■ **Material for this task**:
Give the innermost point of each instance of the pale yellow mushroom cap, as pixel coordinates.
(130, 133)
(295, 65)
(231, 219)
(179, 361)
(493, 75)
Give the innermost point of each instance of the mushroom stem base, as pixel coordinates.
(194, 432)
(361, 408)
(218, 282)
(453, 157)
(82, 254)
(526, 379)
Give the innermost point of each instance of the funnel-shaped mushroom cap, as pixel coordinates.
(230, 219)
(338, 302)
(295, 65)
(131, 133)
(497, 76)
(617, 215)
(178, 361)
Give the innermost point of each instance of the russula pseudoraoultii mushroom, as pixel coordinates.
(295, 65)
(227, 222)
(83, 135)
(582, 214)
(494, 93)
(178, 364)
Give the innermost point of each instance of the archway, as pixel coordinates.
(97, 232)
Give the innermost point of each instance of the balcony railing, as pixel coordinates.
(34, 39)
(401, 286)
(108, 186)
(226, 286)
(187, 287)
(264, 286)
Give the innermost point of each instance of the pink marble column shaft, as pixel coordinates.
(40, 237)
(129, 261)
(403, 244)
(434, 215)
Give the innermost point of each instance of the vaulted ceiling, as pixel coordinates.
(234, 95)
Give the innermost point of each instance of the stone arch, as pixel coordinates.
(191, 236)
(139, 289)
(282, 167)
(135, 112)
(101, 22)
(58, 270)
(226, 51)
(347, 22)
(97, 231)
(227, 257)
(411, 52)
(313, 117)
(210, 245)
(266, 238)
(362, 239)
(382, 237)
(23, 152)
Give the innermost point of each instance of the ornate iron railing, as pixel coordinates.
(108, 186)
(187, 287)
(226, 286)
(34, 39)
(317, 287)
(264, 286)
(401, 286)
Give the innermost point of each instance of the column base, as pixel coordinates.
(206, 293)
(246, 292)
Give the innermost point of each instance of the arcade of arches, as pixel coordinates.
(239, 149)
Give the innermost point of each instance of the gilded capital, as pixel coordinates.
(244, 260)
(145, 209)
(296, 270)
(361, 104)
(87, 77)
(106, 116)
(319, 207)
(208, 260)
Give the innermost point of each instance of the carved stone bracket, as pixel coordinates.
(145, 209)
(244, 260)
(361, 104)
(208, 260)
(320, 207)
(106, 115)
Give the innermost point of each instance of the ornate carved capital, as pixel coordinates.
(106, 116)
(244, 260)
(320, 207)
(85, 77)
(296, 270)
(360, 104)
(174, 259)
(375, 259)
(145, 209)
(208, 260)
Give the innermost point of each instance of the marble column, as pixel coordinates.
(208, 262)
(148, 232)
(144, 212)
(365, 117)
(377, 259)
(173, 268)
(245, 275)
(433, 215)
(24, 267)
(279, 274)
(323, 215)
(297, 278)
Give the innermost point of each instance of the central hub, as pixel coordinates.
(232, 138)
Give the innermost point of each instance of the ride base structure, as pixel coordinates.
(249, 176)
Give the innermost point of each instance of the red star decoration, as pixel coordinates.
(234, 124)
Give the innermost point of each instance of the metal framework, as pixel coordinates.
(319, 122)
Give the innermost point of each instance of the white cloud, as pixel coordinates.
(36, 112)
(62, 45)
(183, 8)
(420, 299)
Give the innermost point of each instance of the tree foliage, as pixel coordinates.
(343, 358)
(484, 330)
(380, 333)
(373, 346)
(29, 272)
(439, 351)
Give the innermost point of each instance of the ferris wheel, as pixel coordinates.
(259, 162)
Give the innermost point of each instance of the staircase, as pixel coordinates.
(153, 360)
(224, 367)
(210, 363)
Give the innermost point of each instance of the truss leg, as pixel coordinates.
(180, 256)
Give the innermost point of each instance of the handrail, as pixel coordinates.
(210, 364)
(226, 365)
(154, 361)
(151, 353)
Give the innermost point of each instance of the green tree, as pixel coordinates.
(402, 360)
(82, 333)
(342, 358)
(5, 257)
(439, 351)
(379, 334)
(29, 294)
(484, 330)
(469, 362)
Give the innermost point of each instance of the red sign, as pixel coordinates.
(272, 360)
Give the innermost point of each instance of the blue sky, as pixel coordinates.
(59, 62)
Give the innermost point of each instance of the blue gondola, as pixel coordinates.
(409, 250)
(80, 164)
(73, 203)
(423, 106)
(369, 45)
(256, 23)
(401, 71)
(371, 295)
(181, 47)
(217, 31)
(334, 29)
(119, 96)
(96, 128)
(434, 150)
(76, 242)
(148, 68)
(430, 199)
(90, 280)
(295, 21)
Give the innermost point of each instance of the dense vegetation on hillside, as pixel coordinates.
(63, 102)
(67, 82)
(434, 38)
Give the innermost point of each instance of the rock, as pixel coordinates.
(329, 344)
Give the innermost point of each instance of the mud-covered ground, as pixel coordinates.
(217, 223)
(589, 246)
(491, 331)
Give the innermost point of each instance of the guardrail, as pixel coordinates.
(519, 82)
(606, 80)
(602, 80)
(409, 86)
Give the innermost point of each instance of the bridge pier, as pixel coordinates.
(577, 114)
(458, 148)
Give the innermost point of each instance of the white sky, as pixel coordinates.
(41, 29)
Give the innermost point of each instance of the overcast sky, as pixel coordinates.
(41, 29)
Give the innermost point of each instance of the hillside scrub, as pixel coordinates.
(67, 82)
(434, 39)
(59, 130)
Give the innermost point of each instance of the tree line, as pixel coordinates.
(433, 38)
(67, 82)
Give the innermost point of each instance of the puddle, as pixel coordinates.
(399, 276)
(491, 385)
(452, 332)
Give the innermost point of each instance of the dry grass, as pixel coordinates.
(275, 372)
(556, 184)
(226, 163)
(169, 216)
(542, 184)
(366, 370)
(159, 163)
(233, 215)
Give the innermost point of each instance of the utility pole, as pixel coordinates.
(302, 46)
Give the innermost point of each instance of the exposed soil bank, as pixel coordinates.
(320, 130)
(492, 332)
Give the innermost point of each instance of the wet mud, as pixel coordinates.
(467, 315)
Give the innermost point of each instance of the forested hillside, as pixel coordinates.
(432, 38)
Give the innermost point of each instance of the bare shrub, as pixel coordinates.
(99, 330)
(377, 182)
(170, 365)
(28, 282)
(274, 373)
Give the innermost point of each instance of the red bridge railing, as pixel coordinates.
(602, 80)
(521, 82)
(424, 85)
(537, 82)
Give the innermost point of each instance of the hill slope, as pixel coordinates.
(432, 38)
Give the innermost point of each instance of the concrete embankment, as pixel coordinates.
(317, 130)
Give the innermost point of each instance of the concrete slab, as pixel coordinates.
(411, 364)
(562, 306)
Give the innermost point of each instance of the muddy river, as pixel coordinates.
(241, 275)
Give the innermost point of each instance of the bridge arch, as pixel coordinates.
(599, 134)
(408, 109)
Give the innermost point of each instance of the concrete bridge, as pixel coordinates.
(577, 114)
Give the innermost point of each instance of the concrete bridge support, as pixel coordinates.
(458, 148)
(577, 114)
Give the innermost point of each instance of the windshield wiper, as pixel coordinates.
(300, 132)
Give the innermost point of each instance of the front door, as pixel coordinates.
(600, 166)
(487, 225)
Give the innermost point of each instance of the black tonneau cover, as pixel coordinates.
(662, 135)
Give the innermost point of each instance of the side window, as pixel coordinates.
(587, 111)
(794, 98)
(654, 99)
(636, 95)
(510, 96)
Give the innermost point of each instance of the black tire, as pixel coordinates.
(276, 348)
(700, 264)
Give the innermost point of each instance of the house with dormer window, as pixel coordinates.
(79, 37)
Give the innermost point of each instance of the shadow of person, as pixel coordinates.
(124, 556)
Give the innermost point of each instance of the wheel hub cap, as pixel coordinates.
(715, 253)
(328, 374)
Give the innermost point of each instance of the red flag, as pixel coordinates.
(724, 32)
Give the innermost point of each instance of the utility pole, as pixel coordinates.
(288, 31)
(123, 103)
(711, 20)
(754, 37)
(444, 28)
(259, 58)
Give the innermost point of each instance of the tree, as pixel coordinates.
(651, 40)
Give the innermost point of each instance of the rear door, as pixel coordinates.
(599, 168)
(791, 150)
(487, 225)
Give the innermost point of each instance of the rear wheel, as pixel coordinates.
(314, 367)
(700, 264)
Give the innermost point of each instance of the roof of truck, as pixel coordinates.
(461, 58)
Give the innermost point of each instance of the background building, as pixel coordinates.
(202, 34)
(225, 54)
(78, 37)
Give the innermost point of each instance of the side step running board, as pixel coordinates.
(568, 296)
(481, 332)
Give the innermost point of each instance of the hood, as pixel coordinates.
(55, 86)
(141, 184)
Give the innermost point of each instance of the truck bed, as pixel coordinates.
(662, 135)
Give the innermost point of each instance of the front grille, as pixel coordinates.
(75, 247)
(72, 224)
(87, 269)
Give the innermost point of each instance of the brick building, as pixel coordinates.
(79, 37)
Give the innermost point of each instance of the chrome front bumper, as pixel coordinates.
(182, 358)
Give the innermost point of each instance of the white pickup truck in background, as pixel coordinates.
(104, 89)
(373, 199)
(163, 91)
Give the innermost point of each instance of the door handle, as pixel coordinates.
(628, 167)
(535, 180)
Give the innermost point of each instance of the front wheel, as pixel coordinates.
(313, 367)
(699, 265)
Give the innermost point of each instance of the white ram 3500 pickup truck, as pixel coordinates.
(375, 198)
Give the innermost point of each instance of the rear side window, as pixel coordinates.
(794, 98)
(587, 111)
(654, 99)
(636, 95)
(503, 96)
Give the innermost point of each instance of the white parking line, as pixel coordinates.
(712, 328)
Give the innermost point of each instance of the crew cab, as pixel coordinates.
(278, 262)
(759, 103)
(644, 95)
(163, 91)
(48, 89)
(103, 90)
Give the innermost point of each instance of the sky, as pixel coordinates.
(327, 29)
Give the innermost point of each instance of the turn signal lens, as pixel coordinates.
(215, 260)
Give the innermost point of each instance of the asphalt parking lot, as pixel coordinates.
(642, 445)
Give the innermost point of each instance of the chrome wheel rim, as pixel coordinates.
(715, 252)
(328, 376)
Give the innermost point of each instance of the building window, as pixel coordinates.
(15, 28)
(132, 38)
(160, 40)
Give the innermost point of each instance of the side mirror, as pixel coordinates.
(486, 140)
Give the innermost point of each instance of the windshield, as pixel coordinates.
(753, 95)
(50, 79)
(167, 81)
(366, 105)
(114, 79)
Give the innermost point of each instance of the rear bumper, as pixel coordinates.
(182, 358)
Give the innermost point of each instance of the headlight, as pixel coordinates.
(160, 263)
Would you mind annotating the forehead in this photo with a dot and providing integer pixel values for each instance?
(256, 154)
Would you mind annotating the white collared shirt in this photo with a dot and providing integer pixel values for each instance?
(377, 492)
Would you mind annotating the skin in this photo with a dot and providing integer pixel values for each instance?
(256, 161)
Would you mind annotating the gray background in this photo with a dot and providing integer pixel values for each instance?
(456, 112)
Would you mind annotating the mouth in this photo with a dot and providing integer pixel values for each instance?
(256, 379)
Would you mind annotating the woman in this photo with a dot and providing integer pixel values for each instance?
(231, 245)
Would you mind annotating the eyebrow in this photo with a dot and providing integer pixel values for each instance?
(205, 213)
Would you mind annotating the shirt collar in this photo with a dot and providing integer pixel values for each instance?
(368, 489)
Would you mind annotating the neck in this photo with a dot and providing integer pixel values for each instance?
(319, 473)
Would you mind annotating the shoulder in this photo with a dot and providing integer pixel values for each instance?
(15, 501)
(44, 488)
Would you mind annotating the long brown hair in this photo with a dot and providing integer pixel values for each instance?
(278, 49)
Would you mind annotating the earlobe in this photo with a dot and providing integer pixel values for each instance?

■ **How to complete this task**:
Each line from the one containing "Would you mind annotating the neck" to the final line above should be written out exactly; please omit the others.

■ **Final answer**:
Would you mind annotating the neck in this photo with a dot and providing integer pixel values for each instance?
(319, 473)
Would you mind annotating the shoulder in this photo with a dot and providing integer pixel values for each instance?
(15, 501)
(44, 488)
Would you mind annotating the long brown hair in this photo with a dot and providing integer pixel values for each instance?
(278, 49)
Would you mind annotating the earlobe in this photo with a dot and providing integer pixel values for each instance?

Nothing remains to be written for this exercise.